• **SHORT PROBLEM**
Locate each line in the data below that contains the string "neck", treating uppercase and lowercase as different, and copy every such line.

• **MATERIAL TO PROCESS**
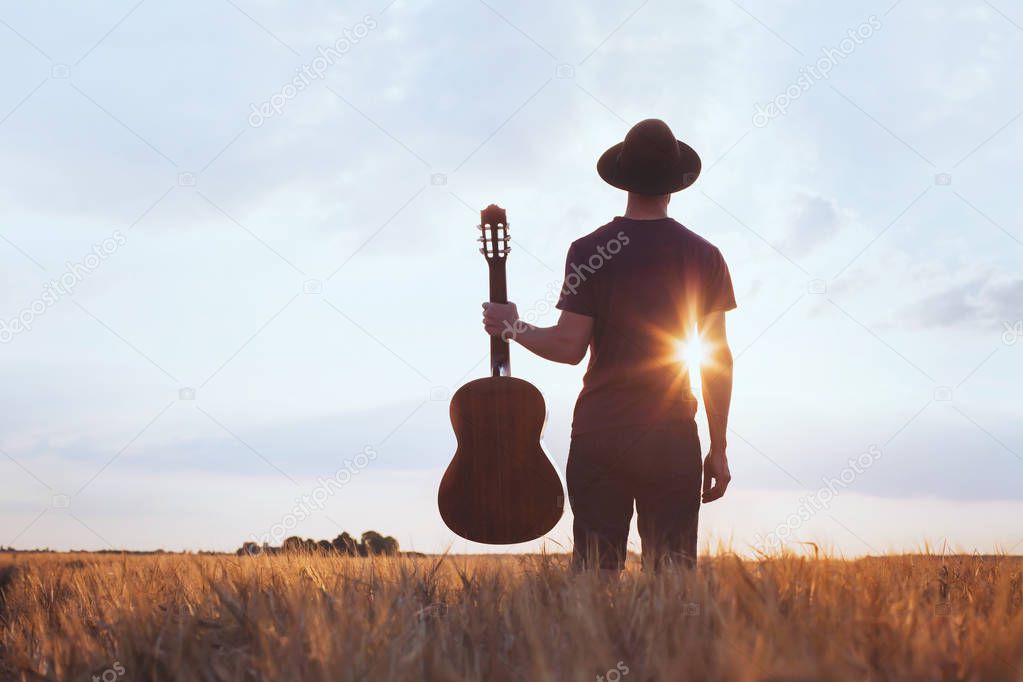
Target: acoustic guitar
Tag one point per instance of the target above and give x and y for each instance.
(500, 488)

...

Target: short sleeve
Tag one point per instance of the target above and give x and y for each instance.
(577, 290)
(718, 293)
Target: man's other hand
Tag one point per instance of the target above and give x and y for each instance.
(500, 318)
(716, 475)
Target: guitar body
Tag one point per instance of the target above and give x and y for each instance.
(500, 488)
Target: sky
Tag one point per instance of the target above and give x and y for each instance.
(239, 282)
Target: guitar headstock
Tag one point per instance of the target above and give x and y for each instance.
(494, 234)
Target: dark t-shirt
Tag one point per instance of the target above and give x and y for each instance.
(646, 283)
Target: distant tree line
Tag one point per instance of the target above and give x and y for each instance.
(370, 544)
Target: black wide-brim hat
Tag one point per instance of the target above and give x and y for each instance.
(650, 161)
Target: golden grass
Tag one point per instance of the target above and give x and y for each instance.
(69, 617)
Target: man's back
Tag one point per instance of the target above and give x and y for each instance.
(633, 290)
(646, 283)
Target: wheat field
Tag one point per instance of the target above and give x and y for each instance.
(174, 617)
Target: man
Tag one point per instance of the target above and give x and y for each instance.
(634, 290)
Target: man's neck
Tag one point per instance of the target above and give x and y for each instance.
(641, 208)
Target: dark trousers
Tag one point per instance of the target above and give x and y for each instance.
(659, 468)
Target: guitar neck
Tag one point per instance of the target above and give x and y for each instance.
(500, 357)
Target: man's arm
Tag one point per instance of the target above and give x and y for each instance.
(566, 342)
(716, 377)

--

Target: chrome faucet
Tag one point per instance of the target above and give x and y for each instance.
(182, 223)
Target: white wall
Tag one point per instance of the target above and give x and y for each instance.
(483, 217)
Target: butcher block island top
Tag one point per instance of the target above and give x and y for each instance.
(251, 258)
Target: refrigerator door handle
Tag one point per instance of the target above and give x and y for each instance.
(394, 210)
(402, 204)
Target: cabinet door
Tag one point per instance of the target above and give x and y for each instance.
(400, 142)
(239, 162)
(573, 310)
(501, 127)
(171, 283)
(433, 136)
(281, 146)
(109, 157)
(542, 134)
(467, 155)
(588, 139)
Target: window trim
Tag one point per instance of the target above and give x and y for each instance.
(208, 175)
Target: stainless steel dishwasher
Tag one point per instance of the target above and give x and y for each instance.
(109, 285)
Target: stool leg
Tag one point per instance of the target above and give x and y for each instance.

• **FULL SOLUTION**
Target: man's neck
Target: guitar neck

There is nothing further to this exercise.